* **TASK INPUT**
################
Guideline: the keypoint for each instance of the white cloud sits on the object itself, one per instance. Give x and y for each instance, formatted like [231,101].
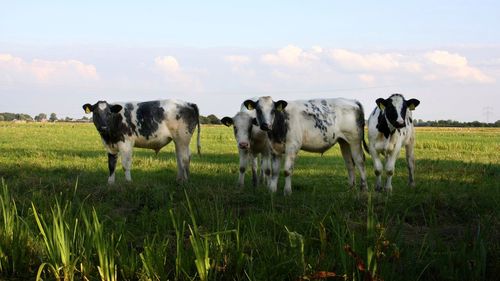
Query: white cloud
[168,64]
[366,78]
[445,65]
[17,69]
[371,62]
[176,77]
[235,59]
[291,56]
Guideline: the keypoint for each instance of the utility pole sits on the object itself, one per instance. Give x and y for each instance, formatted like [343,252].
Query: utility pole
[487,111]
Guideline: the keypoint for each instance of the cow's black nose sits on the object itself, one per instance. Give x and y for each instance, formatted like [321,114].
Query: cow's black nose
[264,127]
[243,145]
[400,125]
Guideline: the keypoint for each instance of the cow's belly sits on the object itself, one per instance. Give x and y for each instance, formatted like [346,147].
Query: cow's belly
[153,142]
[318,148]
[384,145]
[314,142]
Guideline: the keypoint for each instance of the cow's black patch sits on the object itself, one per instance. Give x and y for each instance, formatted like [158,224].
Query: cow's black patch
[279,128]
[112,163]
[319,116]
[382,125]
[109,125]
[190,114]
[149,115]
[128,118]
[360,116]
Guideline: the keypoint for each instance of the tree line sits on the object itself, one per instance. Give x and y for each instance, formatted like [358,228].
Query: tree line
[212,119]
[42,117]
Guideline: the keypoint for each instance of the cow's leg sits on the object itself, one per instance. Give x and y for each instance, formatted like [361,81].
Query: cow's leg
[359,160]
[377,167]
[126,154]
[347,155]
[243,166]
[410,161]
[112,158]
[389,169]
[255,176]
[183,156]
[266,168]
[288,170]
[275,171]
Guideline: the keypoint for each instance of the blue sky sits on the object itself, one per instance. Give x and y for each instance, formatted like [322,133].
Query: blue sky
[57,55]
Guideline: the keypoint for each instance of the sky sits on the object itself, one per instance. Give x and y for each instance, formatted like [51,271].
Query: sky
[56,56]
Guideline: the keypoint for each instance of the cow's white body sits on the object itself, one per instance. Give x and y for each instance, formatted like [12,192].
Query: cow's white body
[314,126]
[149,125]
[252,142]
[387,137]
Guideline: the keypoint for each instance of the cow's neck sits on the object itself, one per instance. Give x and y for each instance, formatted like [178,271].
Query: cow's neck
[383,126]
[280,127]
[116,130]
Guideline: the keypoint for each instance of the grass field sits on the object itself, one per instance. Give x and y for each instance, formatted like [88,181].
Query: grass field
[60,219]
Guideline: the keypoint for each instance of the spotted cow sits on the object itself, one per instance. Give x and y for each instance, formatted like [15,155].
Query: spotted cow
[311,125]
[390,127]
[151,124]
[251,142]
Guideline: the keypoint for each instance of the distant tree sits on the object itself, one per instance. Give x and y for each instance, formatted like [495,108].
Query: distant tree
[23,116]
[212,119]
[40,117]
[53,117]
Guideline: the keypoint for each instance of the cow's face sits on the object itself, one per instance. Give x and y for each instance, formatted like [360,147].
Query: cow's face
[102,114]
[266,110]
[396,109]
[242,125]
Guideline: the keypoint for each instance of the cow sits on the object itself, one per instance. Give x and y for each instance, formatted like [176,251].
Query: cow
[390,126]
[251,142]
[311,125]
[150,124]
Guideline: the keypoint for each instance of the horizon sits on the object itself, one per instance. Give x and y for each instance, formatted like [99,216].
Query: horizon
[56,56]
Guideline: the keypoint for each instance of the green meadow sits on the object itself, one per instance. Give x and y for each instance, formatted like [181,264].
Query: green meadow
[61,221]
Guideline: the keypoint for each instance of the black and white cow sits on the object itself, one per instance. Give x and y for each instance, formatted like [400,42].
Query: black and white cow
[390,126]
[314,126]
[252,142]
[151,124]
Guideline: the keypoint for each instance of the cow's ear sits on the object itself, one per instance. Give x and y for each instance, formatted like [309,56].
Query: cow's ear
[412,103]
[280,105]
[88,108]
[116,108]
[249,104]
[228,121]
[380,103]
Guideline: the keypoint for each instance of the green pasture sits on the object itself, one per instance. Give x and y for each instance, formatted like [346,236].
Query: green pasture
[59,220]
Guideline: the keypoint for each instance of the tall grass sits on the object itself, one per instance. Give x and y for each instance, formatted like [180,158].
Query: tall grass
[15,243]
[62,239]
[153,229]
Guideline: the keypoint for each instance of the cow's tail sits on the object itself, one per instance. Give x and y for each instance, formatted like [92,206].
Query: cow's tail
[197,113]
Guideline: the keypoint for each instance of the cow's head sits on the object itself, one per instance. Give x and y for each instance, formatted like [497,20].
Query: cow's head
[242,124]
[102,114]
[266,110]
[396,108]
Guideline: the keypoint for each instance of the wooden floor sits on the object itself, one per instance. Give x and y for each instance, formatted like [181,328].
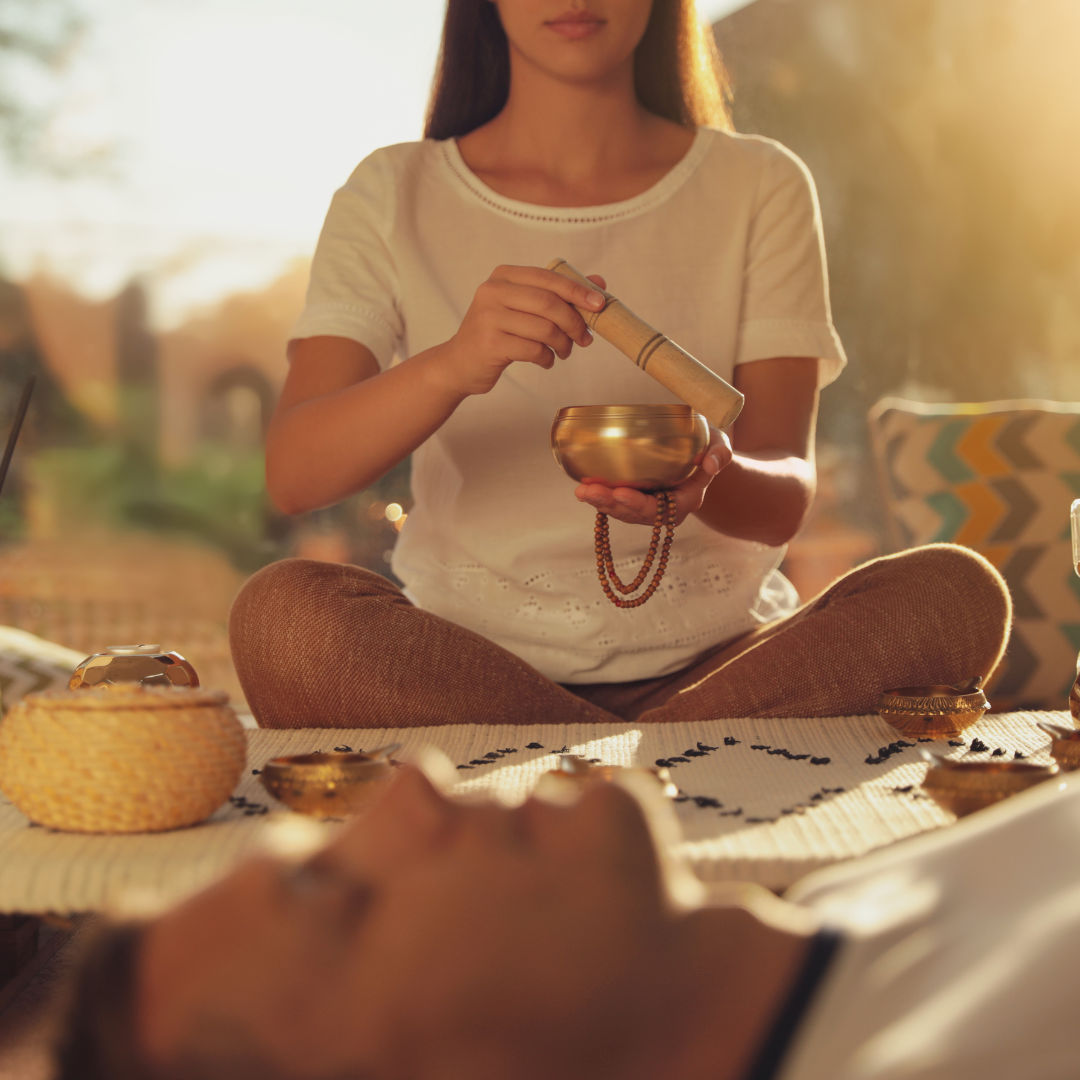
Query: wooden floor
[27,1006]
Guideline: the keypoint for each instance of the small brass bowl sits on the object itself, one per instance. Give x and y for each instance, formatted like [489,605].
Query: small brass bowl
[933,712]
[967,786]
[326,785]
[1064,745]
[571,767]
[649,447]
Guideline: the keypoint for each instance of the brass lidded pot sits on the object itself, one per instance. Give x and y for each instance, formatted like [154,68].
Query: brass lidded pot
[149,665]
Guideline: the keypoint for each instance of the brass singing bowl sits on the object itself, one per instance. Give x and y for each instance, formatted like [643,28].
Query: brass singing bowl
[327,785]
[649,447]
[967,786]
[933,712]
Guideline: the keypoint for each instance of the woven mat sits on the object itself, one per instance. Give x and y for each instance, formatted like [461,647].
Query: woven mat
[760,800]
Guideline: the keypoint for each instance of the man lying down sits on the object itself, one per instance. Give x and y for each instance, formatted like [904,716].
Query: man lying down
[437,940]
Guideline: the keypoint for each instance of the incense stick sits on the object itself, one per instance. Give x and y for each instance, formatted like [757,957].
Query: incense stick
[16,428]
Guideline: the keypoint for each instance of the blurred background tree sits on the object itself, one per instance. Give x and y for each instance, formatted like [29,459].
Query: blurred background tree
[945,143]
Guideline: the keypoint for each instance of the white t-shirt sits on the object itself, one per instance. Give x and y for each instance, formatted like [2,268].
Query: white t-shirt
[724,255]
[960,952]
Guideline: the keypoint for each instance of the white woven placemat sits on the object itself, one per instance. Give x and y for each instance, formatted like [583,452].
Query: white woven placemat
[760,800]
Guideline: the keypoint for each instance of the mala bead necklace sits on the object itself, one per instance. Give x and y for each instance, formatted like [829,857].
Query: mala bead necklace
[605,566]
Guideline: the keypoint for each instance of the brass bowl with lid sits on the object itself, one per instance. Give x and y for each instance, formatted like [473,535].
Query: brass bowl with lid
[149,665]
[648,447]
[328,785]
[933,712]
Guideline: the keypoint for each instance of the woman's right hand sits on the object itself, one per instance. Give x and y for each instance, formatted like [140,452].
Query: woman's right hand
[518,314]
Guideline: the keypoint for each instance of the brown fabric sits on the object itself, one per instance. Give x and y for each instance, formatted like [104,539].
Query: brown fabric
[324,645]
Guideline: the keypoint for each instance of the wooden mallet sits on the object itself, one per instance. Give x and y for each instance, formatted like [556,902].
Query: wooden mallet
[687,378]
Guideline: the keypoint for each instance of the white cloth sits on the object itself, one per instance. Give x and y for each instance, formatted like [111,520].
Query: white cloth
[496,541]
[960,957]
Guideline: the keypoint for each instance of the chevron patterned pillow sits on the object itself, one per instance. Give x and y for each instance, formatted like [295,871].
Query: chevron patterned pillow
[29,663]
[998,477]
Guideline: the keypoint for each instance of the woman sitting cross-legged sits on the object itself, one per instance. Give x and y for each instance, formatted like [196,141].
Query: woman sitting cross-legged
[594,131]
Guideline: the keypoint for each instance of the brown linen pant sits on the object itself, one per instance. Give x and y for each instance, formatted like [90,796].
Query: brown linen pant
[325,645]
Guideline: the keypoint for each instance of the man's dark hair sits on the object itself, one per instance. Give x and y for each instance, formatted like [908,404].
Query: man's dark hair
[97,1039]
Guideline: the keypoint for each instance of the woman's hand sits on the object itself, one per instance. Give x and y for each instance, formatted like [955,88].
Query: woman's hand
[520,313]
[636,508]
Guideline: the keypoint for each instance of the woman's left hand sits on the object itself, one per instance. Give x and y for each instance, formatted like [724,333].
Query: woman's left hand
[637,508]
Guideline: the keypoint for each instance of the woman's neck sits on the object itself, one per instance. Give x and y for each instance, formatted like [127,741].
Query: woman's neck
[562,144]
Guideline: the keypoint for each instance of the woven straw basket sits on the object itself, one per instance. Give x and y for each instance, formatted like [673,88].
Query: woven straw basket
[123,758]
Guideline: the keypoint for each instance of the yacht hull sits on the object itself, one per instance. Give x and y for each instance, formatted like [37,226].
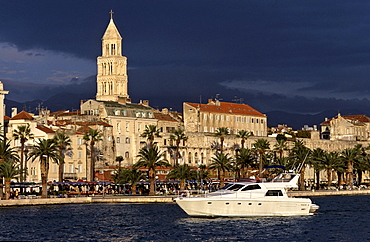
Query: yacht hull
[220,207]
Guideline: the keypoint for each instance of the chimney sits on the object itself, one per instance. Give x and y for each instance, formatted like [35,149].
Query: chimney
[14,112]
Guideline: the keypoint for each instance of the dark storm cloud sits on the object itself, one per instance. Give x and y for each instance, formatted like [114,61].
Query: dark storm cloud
[312,54]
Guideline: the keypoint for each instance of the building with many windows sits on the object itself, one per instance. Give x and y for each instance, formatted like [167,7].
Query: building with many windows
[206,118]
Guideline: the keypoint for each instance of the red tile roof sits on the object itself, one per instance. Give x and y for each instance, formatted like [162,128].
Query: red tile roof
[22,115]
[45,129]
[361,118]
[230,108]
[164,117]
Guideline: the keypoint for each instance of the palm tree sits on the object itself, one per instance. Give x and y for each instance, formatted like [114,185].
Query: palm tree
################
* **GIVEN INSTRUCTION**
Exact repetition is required for the lines from the one that contains "Guideline: the keypoint for each instance of the dark" through the final line; leave out everything else.

* **SOLUTION BELOW**
Guideline: the keypoint for each instance of the dark storm cloud sits on the object itself, one per instance. Give x and y for each instance, formatted like [114,61].
Query: dark storm cloud
[312,54]
Guideline: the keypoint for each instance of the building with many windows sits on the object itself, one per instance. Give x and y for each instance, formatted like [167,7].
Query: building with many windows
[206,118]
Guideline: the keypoint for each instance of the red tile roof sits on the object itself, one per instance. Give x and y for each instance, formatted like [162,128].
Query: red tile roof
[22,115]
[45,129]
[361,118]
[230,108]
[164,117]
Guideline: the keypoint for each instance of the palm tree sits on the object itself, one per instance. Give x and y for each instance, formatted like [114,185].
Query: palm tree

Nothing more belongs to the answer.